### Selected extract:
They have the same last name but they have nothing in common. This discussion is not about siblings, its about biogenerics. Joined by the same suffix, these two classes of pharmaceuticals share nothing. Generics are known for profits, low cost manufacturing and good export markets. And these are exactly the characteristics absent in biogenerics; with high manufacturing and maintenance costs, regulatory issues and entry barriers to regulated markets. However, it is too soon to judge them as they have a long way to go. The cover story focuses on future and trends of biogenerics.
We talked a lot about the Indian markets. Hence, this time we decided to take a trip to Europe to discuss the Italian market. Though people tend the put EU in the same basket, its not rational to do so since there are few similarities between all the countries. And of all the countries, Italy is distinct with its almost virgin generics industry which is the most inviting feature for Indian companies set shop there. Also, the country is tilting towards generics, making it a sumptuous meal. Manuela Cimini, Managing Director, Learning Edge, Italy discusses these matters in the Management cover interview.
Talking of different views, it helps sometimes to look at things in the opposite direction. This is exactly what researchers are up to these days in terms of conducting clinical trials. It has become mandatory for proponents of traditional medicine to validate themselves but they feel it is not necessary to go through the entire chain of drug discovery since they have been in use since centuries. This issue’s Research cover discovers the new method of reverse pharmacology.
And there is yet another factor that needs fresh look at! And that is the human factor. No two people are the same and there no way an organisation can treat their workforce across countries in the same way. This issue’s Pharma life cover talks of multi-cultural issues in global corporates.

Collection entries:

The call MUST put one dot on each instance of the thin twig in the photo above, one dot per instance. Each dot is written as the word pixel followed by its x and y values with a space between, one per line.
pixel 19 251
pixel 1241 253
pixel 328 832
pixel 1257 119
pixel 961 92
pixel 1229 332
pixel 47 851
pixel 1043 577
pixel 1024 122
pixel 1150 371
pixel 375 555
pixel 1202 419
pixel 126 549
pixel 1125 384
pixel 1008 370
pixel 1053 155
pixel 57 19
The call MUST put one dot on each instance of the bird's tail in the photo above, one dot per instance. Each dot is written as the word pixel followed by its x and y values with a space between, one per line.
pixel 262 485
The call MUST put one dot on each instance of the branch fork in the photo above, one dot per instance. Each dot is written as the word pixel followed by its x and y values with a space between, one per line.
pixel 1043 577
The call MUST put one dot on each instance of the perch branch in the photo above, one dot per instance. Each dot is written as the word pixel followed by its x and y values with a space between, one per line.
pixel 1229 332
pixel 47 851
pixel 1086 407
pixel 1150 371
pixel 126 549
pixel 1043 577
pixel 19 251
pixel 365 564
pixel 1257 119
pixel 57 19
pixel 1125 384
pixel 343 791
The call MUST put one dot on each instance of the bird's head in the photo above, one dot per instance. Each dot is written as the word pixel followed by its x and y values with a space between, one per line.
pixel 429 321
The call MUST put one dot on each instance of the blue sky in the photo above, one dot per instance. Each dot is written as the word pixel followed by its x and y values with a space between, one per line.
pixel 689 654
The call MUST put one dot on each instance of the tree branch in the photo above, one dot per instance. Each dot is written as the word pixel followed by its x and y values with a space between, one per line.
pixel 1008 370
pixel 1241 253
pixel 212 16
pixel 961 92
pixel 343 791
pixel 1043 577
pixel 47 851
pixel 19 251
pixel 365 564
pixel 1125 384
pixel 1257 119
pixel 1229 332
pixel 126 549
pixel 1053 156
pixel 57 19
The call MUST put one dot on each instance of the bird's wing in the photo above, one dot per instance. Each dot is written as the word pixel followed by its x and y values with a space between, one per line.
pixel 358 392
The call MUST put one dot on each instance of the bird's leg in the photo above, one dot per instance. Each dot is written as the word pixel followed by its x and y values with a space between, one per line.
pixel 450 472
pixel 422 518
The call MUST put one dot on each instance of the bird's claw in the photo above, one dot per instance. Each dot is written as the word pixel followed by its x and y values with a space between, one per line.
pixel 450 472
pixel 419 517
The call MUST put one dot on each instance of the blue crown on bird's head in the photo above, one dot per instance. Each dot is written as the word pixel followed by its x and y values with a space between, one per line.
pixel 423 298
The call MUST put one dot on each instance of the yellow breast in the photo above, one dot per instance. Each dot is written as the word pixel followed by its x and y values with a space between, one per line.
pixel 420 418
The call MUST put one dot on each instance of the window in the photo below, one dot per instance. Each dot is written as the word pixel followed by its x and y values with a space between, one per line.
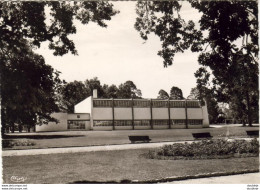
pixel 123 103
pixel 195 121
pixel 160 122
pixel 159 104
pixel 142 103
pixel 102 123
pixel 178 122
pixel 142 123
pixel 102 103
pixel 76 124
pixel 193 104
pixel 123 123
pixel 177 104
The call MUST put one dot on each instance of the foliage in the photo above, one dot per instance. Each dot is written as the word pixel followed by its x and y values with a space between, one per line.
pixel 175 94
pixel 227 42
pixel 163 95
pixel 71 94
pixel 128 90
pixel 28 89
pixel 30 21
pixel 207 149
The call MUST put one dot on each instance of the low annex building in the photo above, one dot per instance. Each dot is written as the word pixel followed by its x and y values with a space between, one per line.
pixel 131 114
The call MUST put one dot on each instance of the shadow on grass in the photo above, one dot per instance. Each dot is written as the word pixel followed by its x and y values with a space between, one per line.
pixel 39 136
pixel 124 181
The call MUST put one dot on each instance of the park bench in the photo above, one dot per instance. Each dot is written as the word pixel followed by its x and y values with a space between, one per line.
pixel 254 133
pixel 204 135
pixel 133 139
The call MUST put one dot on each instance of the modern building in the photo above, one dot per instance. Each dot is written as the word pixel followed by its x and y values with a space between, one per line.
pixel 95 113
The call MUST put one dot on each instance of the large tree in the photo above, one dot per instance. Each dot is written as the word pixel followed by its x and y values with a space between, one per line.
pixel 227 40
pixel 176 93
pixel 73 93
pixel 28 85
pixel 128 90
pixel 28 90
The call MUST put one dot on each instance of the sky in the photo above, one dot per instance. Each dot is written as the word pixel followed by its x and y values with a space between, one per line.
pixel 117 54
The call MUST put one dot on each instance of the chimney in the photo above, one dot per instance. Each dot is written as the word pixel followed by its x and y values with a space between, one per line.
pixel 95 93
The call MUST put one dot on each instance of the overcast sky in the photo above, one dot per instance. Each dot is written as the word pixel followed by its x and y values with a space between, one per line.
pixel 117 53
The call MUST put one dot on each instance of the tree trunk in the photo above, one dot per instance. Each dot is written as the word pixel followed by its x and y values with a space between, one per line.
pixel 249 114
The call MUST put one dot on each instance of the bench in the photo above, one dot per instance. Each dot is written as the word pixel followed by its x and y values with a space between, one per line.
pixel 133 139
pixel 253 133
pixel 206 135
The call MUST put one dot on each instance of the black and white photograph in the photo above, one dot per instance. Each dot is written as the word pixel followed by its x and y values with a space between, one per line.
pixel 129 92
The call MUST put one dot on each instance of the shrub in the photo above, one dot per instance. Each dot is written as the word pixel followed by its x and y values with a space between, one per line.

### Your task:
Reproduce the passage of the editorial that begins at the words "Talking of different" and stops after the words "of reverse pharmacology.".

### Reply to the task:
Talking of different views, it helps sometimes to look at things in the opposite direction. This is exactly what researchers are up to these days in terms of conducting clinical trials. It has become mandatory for proponents of traditional medicine to validate themselves but they feel it is not necessary to go through the entire chain of drug discovery since they have been in use since centuries. This issue’s Research cover discovers the new method of reverse pharmacology.